• _Work item_: Retype the whole listing that follows, line for line.

• _Listed entries_:
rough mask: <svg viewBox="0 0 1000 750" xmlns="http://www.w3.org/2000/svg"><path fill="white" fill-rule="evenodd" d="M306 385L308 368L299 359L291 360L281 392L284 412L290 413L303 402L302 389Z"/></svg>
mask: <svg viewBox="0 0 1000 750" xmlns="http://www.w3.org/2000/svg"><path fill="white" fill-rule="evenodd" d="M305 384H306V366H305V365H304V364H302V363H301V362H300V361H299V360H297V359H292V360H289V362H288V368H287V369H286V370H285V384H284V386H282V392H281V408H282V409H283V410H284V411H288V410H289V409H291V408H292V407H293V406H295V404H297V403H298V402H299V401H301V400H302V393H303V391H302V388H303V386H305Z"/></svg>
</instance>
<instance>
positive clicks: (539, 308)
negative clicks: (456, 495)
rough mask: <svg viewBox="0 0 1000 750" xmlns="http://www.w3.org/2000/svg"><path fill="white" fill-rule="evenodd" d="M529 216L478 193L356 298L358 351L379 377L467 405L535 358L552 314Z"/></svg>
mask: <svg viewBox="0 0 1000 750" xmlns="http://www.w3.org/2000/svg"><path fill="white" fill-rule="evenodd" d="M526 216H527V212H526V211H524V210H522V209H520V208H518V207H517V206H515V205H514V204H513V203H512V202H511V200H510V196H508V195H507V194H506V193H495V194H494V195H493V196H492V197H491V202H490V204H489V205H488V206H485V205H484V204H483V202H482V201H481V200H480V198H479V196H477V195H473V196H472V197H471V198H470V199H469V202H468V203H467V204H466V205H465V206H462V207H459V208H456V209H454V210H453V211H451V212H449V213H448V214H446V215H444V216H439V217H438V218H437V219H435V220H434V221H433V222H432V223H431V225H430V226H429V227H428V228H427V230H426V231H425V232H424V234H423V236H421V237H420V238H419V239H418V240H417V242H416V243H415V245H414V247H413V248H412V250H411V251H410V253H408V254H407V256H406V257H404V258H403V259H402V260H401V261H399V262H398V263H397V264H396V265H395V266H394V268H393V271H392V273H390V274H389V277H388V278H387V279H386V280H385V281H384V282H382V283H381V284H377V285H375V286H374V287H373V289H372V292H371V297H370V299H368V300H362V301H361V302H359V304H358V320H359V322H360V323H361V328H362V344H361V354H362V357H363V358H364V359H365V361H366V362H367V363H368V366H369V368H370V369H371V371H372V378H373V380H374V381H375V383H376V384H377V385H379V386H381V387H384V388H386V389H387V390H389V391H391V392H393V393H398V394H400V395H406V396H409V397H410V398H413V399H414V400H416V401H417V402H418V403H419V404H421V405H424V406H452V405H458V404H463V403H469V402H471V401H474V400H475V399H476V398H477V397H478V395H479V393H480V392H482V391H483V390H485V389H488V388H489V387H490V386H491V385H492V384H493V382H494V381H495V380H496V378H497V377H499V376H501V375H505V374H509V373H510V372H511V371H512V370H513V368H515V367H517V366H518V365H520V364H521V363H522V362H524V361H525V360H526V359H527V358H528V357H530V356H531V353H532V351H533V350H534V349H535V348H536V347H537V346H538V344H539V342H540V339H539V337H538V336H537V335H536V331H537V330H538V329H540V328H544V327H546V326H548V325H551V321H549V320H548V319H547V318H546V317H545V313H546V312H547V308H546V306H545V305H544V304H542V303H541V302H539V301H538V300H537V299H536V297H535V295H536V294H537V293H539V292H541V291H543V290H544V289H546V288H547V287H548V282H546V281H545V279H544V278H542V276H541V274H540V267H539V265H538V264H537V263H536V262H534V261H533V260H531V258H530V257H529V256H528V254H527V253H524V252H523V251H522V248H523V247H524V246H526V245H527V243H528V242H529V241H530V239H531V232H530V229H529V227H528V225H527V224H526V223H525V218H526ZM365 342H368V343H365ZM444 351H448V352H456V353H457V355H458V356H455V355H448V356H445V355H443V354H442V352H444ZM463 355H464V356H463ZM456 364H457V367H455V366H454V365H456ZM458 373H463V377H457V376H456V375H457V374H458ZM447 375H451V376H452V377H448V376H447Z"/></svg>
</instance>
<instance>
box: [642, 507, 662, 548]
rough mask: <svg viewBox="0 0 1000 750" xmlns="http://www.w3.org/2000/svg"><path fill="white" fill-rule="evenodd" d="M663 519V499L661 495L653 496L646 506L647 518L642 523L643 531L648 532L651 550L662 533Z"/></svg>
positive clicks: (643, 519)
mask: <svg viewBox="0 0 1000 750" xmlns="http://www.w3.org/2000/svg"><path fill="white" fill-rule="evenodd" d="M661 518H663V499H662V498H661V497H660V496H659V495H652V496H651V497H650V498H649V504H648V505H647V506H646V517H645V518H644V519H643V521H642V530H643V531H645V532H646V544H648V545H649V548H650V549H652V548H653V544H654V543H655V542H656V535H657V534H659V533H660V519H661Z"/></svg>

• _Exercise answer_:
rough mask: <svg viewBox="0 0 1000 750" xmlns="http://www.w3.org/2000/svg"><path fill="white" fill-rule="evenodd" d="M306 385L308 368L299 359L291 360L281 392L284 412L290 413L303 402L302 389Z"/></svg>
mask: <svg viewBox="0 0 1000 750" xmlns="http://www.w3.org/2000/svg"><path fill="white" fill-rule="evenodd" d="M305 384H306V366H305V365H304V364H302V363H301V362H300V361H299V360H297V359H292V360H289V362H288V368H287V369H286V370H285V384H284V386H282V392H281V408H282V409H283V410H284V411H288V410H289V409H291V408H292V407H293V406H295V404H297V403H298V402H299V401H301V400H302V393H303V391H302V388H303V386H305Z"/></svg>
</instance>
<instance>
positive clicks: (539, 308)
negative clicks: (456, 495)
rough mask: <svg viewBox="0 0 1000 750" xmlns="http://www.w3.org/2000/svg"><path fill="white" fill-rule="evenodd" d="M529 216L478 193L356 298L358 351L379 377L467 405L535 358L552 314Z"/></svg>
mask: <svg viewBox="0 0 1000 750" xmlns="http://www.w3.org/2000/svg"><path fill="white" fill-rule="evenodd" d="M526 216H527V212H526V211H524V210H522V209H520V208H518V207H517V206H515V205H514V204H513V203H512V202H511V200H510V196H508V195H507V194H506V193H495V194H494V195H493V196H492V197H491V202H490V204H489V205H488V206H485V205H484V204H483V202H482V201H481V200H480V198H479V196H477V195H473V196H472V197H471V198H470V199H469V202H468V203H467V204H466V205H465V206H462V207H459V208H456V209H454V210H453V211H451V212H449V213H448V214H446V215H444V216H439V217H438V218H437V219H435V220H434V221H433V222H432V223H431V225H430V226H429V227H428V228H427V230H426V231H425V232H424V234H423V236H421V237H420V238H419V239H418V240H417V242H416V243H415V245H414V247H413V248H412V250H411V251H410V253H408V254H407V256H406V257H404V258H403V259H402V260H401V261H399V262H398V263H397V264H396V265H395V266H394V268H393V271H392V273H390V274H389V277H388V278H387V279H386V280H385V281H384V282H382V283H381V284H377V285H375V286H374V287H373V289H372V292H371V297H370V299H368V300H362V301H361V302H359V304H358V320H359V322H360V323H361V328H362V344H361V354H362V357H363V358H364V359H365V361H366V362H367V363H368V366H369V368H370V369H371V371H372V378H373V380H374V381H375V383H376V384H377V385H379V386H381V387H384V388H386V389H387V390H389V391H391V392H393V393H398V394H400V395H406V396H409V397H410V398H413V399H414V400H416V401H417V402H418V403H419V404H421V405H424V406H452V405H458V404H463V403H469V402H471V401H474V400H475V399H476V398H477V397H478V395H479V393H480V392H482V391H483V390H485V389H488V388H489V387H490V386H491V385H492V384H493V382H494V381H495V380H496V378H497V377H499V376H501V375H505V374H509V373H510V372H511V371H512V370H513V368H515V367H517V366H518V365H520V364H521V363H522V362H524V361H525V360H526V359H527V358H528V357H530V356H531V353H532V351H533V350H534V349H535V348H536V347H537V346H538V344H539V342H540V339H539V337H538V336H537V335H536V331H537V330H538V329H540V328H544V327H546V326H548V325H551V321H549V320H548V319H547V318H546V317H545V313H546V312H547V308H546V306H545V305H544V304H542V303H541V302H539V301H538V300H537V299H536V297H535V295H536V294H537V293H539V292H541V291H543V290H544V289H546V288H547V287H548V282H546V281H545V279H544V278H542V276H541V274H540V267H539V265H538V264H537V263H536V262H534V261H533V260H531V258H530V257H529V256H528V254H527V253H524V252H523V251H522V248H523V247H524V246H526V245H527V243H528V242H529V241H530V239H531V232H530V229H529V227H528V225H527V224H526V223H525V218H526ZM365 342H368V343H365ZM444 351H448V352H456V353H457V355H458V356H455V355H448V356H445V355H443V354H442V352H444ZM463 355H464V356H463ZM456 364H457V367H455V366H454V365H456ZM458 373H463V377H457V376H456V375H457V374H458ZM447 375H451V376H452V377H448V376H447Z"/></svg>
</instance>
<instance>
box: [642, 507, 662, 548]
rough mask: <svg viewBox="0 0 1000 750" xmlns="http://www.w3.org/2000/svg"><path fill="white" fill-rule="evenodd" d="M663 519V499L661 495L653 496L646 506L647 518L642 523L643 531L648 532L651 550L662 533Z"/></svg>
positive clicks: (643, 519)
mask: <svg viewBox="0 0 1000 750" xmlns="http://www.w3.org/2000/svg"><path fill="white" fill-rule="evenodd" d="M661 518H663V499H662V498H661V497H660V496H659V495H652V496H651V497H650V498H649V504H648V505H647V506H646V517H645V518H644V519H643V521H642V530H643V531H645V532H646V544H648V545H649V548H650V549H652V548H653V544H654V543H655V542H656V535H657V534H659V533H660V519H661Z"/></svg>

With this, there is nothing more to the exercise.